== Exercise instructions ==
Would you please repeat the data that follows, exactly as it reads?

Collection entries
----------

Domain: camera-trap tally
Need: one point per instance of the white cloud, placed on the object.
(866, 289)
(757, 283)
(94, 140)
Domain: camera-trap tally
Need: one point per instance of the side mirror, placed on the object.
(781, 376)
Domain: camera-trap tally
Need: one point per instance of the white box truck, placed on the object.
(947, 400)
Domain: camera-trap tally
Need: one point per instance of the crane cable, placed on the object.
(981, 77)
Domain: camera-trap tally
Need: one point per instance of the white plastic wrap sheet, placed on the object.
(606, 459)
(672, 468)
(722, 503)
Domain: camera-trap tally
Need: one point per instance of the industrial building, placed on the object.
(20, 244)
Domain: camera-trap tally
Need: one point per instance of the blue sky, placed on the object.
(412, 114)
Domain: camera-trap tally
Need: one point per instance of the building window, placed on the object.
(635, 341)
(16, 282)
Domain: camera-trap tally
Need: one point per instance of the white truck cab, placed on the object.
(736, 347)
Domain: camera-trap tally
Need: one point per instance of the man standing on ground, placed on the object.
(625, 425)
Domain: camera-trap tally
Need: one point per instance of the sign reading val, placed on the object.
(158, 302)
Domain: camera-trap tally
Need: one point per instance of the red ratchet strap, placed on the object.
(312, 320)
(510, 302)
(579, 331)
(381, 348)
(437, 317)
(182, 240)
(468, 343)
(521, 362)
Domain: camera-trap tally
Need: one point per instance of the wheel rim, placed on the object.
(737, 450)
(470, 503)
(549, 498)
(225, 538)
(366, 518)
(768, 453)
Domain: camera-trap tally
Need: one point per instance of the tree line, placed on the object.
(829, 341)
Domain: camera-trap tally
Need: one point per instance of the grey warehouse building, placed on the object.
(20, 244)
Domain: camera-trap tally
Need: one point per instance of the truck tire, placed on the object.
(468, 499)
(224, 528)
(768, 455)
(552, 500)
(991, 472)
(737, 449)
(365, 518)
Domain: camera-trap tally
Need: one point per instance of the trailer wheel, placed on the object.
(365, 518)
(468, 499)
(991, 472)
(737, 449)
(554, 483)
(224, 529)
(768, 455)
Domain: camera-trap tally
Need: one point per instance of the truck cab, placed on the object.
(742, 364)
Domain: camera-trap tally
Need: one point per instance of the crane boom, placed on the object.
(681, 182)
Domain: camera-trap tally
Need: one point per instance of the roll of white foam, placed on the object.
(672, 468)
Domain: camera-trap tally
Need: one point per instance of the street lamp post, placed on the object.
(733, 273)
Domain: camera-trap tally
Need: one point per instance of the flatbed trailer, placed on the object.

----------

== Problem solution ==
Domain: camera-trap tally
Need: one point per instance of the white cloud, placed on the object.
(866, 289)
(757, 283)
(94, 140)
Domain: camera-trap tally
Need: one point per instance of the side mirror, placed on the object.
(781, 376)
Domain: camera-trap tally
Need: one point per instance of the white box truck, placed on the object.
(947, 400)
Domain: camera-trap tally
Need: one point per instance of the crane cable, placed on the object.
(981, 77)
Domain: camera-trap tally
Need: one point per instance of the white plastic wrap sheet, placed on the object.
(606, 459)
(672, 468)
(722, 503)
Domain: camera-trap tally
Need: one point per instance of the industrial building, placed on the object.
(20, 244)
Domain: camera-trap tally
Need: one point per instance of the blue sky, placed on the object.
(412, 114)
Domain: camera-trap tally
Need: one point per instance of the building window, placed on the object.
(635, 341)
(16, 282)
Domain: camera-trap tally
Need: one point per instance of the white truck cab, placed on the object.
(736, 347)
Domain: camera-trap tally
Need: one point per instance of the man standing on ground, placed on the object.
(625, 425)
Domain: camera-trap tally
Need: one point per instance of the sign reading val, placed on the object.
(158, 302)
Domain: camera-trap tally
Need: one point per instance of the red ratchet strap, placed on the object.
(312, 320)
(510, 302)
(579, 331)
(381, 348)
(437, 317)
(182, 240)
(468, 343)
(521, 362)
Domain: camera-trap tally
Need: one point per instance of the wheel rim, placed on the object.
(737, 450)
(470, 503)
(549, 498)
(225, 538)
(366, 518)
(768, 453)
Domain: camera-trap tally
Need: one point per instance of the tree line, placed on the object.
(829, 341)
Domain: camera-trap tally
Need: one point per instance of the grey warehouse building, placed on the object.
(20, 244)
Domain: camera-trap tally
Need: one point per instance of the truck tire, placed on the object.
(468, 499)
(224, 528)
(768, 455)
(552, 500)
(991, 472)
(737, 449)
(365, 518)
Domain: camera-trap tally
Need: one point per instance of the trailer wheel, placed on the object.
(365, 518)
(468, 499)
(991, 472)
(737, 449)
(554, 483)
(224, 529)
(768, 455)
Domain: camera-trap tally
Need: one point per instance of the truck cab, placed on the object.
(742, 364)
Domain: camera-trap tally
Need: one point per instance of the crane boom, placed on the object.
(681, 182)
Domain: camera-trap tally
Need: one point per instance of the roll of white foam, placed on the object.
(672, 468)
Domain: camera-trap tally
Need: one point per instance of the street lamp post, placed on the object.
(733, 273)
Domain: camera-trap tally
Need: one point per instance of the flatbed trailer, placed on the object.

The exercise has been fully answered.